++++ Materials provided ++++

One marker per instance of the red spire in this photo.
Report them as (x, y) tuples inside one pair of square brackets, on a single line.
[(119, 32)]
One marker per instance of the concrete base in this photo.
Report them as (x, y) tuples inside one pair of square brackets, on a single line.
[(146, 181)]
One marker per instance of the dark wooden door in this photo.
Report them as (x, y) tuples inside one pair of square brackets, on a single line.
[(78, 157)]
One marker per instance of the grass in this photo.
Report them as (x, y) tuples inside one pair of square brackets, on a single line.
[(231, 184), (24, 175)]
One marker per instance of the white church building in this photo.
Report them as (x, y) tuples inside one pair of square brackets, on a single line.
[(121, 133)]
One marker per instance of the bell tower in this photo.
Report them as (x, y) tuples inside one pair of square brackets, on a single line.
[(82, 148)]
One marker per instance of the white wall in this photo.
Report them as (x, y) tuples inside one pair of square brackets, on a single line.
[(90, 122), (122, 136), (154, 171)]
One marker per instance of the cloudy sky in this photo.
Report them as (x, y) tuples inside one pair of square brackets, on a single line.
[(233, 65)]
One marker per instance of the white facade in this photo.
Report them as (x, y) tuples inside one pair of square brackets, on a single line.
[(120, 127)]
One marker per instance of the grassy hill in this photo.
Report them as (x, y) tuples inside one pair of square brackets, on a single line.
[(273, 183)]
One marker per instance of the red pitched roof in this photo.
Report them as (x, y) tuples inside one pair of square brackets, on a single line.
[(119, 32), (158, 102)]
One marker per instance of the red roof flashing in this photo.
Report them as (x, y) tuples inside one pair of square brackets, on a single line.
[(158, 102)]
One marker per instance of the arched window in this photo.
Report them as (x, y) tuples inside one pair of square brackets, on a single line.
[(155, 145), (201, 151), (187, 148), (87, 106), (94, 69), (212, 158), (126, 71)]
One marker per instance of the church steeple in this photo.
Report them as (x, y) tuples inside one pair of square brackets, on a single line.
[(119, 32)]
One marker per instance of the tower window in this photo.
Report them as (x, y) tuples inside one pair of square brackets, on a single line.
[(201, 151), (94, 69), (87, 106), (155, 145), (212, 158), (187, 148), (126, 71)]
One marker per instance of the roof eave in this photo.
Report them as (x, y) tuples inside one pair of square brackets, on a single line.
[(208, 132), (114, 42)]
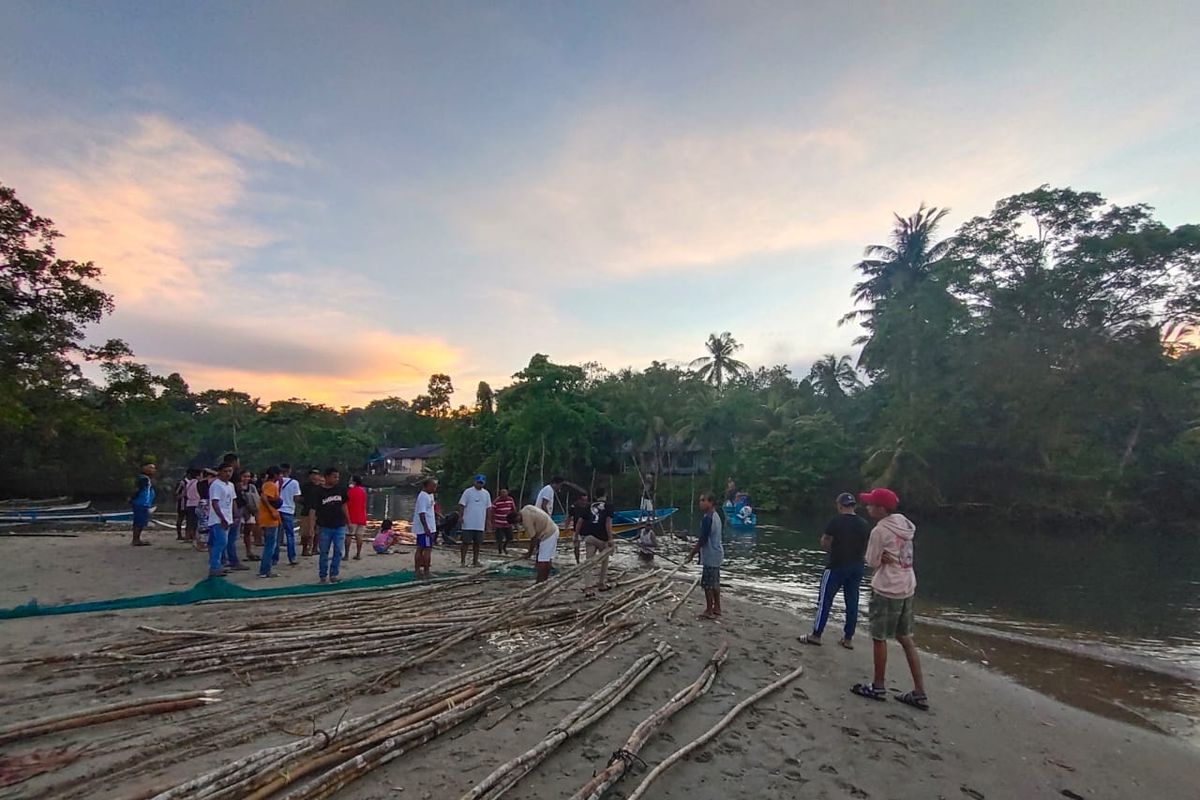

++++

Job:
Copy all of the entries above line for line, without changing any wording. Leave the pictures out of your copy.

Exercise output:
One marker per instance of the red spire in this photo.
Report them as (x, y) tuples inside one pair of square brackets, on a single line.
[(119, 32)]
One marker per instance of the concrete base in this photo.
Report them as (x, y) tuples inside one pair of square brackets, on a single line.
[(146, 181)]
One marker per instance of the dark wooden door in this photo.
Report them as (x, y) tuples inside one pair of square brackets, on a single line.
[(78, 157)]
One marker per instance of the grass in this photo.
Report them as (x, y) tuples inside one pair of square brackets, on a single line.
[(231, 184), (24, 175)]
One marker per instance of the white church building in this photo.
Report them as (x, y) tuples inside one pair of square brackets, on a single line.
[(121, 133)]
One marker per instance of the bell tower in this photo.
Report them as (x, y) tuples inside one pair of square brackets, on a single line.
[(82, 148)]
One marker per instance of the white wall in this photo.
Report them as (x, y) tuples inside one pair of square brackets, on a single line.
[(90, 122), (122, 136), (154, 171)]
One marker per instance of the cloudy sky in this photo.
Report them as (x, y) tuples inside one pair of square brackets, on a single line.
[(233, 65)]
One marker per instance of the white facade in this photo.
Report them as (x, y) tuples inside one pair of square brackets, on a single line.
[(120, 127)]
One marker per instance of the grassy hill in this photo.
Report them as (x, y) tuples inside one pair of square brackets, on a single line.
[(273, 183)]
One marker per instance of the red pitched roof in this photo.
Report them as (x, y) tuples inside one pair of square brackets, on a single line.
[(119, 32), (158, 102)]
One marker per instance of the red roof flashing in this photo.
Report them as (x, y) tuples inside one pair of square brackets, on a single line.
[(158, 102)]
One marker per instance of the arched window in this photo.
Report them as (x, y) tuples inside one pair of square brackets, on a single line.
[(155, 145), (201, 151), (187, 148), (87, 106), (94, 69), (212, 158), (126, 71)]
One marker per instance of the church steeple in this photo.
Report them as (x, y) tuples inside one pair of square brackets, on a single line.
[(119, 32)]
One marker per instance of the tower window in this photo.
Report them as (x, y) tuples inside one pair of square brackets, on a single line.
[(201, 151), (94, 69), (87, 106), (155, 145), (212, 158), (187, 148), (126, 71)]
One marker per instance of the roof eave in this photo.
Report them as (x, y) tuples inside one pair of square brackets, on a single line.
[(208, 132), (114, 42)]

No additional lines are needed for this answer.